Stated exercise: Identify and copy every line in the entries below that contains the string "ginkgo". Matching is case-sensitive.
---
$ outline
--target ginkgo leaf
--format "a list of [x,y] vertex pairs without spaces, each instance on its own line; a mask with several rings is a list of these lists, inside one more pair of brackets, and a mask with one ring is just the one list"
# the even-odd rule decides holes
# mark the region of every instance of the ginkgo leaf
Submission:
---
Solution to the problem:
--target ginkgo leaf
# mark the region of every instance of the ginkgo leaf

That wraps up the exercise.